▸ SET TASK: Can you rewrite the data from its start through the line holding "[[38, 105]]", inclusive, keeping every line including the requests, but shifting each point coordinate in the answers by -115 and leaving out the pictures?

▸ WORKING DATA:

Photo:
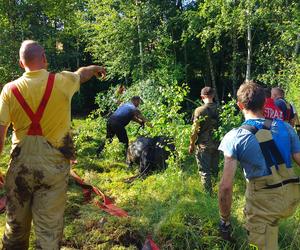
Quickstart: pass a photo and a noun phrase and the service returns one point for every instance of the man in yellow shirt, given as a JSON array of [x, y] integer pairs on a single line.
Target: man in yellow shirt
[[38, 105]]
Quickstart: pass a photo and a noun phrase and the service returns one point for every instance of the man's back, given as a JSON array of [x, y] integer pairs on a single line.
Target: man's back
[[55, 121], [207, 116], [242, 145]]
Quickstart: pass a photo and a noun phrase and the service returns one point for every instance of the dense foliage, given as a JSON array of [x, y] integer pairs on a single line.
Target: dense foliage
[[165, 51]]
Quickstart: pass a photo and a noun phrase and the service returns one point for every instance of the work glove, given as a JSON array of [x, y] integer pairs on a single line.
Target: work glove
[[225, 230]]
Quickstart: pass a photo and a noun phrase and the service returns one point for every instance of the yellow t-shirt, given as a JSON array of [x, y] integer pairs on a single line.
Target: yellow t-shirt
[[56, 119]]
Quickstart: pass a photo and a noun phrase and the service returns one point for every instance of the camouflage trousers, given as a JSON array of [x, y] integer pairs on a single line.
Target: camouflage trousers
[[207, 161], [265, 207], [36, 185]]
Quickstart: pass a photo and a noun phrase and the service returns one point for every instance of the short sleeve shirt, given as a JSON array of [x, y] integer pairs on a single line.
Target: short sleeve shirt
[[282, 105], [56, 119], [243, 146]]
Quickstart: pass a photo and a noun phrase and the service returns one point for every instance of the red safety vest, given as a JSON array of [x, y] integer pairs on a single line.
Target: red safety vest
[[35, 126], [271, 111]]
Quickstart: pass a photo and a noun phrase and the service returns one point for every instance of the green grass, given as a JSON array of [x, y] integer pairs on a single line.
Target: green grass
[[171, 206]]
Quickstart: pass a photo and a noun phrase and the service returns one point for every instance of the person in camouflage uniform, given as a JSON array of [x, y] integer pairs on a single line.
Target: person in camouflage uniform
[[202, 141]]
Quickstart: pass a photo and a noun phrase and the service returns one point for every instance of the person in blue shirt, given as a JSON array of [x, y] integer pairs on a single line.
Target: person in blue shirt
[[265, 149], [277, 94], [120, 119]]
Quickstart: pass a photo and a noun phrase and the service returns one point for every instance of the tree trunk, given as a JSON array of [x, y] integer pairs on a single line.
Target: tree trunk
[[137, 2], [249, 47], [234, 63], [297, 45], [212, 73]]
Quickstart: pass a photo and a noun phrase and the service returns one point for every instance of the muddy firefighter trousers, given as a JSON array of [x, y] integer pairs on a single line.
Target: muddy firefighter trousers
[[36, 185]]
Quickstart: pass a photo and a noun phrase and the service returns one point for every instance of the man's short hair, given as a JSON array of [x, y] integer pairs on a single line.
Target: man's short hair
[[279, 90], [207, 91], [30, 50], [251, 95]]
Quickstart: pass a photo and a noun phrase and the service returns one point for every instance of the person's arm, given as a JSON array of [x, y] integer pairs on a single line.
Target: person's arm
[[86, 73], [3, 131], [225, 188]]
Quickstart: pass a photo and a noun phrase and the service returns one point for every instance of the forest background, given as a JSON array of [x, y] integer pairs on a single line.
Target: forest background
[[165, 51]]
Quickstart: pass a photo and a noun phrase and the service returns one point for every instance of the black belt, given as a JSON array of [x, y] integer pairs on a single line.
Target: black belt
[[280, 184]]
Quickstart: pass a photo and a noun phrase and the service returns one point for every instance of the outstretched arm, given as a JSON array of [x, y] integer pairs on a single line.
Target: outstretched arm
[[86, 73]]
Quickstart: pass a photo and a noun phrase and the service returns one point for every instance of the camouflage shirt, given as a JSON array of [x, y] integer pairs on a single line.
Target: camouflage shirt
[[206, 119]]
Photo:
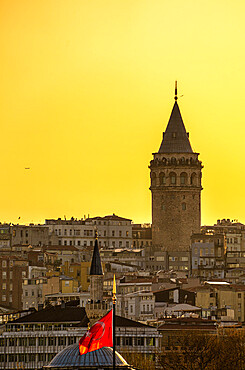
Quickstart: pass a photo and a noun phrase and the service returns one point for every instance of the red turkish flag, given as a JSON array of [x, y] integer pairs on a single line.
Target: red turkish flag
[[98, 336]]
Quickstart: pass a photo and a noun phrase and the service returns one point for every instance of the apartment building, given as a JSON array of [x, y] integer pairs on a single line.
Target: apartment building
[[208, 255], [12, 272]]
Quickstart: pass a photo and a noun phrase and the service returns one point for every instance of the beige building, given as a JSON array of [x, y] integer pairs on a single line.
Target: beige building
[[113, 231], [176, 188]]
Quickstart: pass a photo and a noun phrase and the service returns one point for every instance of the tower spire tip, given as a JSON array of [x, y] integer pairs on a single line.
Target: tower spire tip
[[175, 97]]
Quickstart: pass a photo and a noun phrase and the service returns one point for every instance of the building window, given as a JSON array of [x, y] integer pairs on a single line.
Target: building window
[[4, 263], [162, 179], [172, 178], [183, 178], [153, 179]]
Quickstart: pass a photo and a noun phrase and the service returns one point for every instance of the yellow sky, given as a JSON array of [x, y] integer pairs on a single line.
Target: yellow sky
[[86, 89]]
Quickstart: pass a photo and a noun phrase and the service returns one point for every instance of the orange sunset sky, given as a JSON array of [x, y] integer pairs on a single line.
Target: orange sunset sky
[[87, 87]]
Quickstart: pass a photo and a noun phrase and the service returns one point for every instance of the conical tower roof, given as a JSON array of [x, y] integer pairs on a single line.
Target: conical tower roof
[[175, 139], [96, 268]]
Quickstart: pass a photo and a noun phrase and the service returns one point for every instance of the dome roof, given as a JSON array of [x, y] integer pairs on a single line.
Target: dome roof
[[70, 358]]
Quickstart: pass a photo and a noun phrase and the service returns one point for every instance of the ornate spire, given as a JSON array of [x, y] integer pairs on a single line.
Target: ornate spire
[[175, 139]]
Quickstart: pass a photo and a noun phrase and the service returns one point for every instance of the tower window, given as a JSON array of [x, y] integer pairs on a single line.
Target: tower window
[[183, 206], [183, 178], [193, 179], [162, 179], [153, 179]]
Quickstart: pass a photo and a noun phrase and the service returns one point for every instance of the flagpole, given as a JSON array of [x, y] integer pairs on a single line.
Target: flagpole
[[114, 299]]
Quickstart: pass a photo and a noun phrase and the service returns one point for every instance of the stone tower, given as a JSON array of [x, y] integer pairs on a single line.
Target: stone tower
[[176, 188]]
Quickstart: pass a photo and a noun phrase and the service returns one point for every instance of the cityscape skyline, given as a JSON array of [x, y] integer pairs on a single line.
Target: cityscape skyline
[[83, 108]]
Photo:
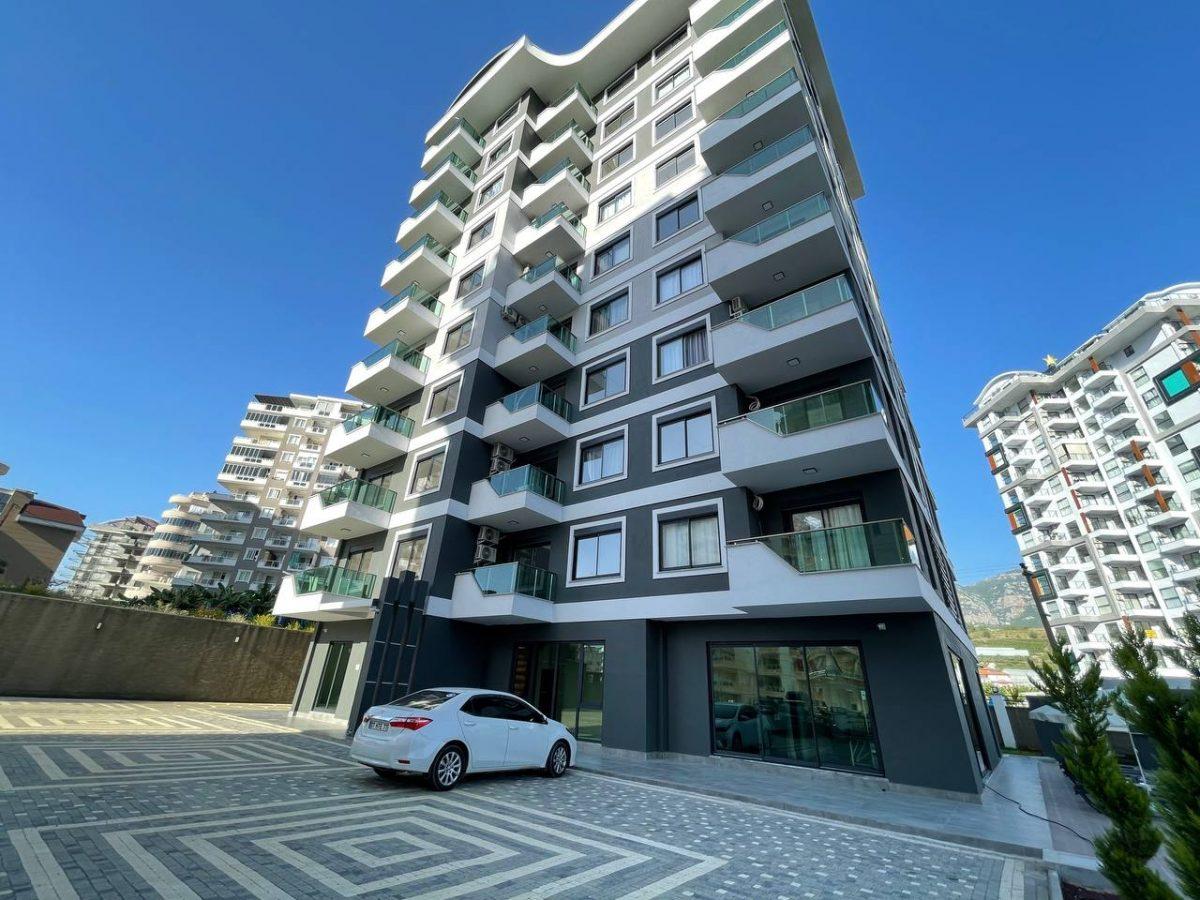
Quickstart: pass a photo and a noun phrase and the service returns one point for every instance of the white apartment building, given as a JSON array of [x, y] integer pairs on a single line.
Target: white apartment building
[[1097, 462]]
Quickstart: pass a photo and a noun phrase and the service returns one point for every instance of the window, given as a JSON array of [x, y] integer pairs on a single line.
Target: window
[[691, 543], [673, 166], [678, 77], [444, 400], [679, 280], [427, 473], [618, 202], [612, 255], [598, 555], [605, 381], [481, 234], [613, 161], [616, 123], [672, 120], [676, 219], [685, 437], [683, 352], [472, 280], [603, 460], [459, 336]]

▸ THE RESULT:
Photo:
Quickstart: pass a photo and a noun phrase and the service returns one point for every instance of the man in yellow shirt, given as a JSON array of [x, y] integer pairs on a single line.
Target: man in yellow shirt
[[-77, -10]]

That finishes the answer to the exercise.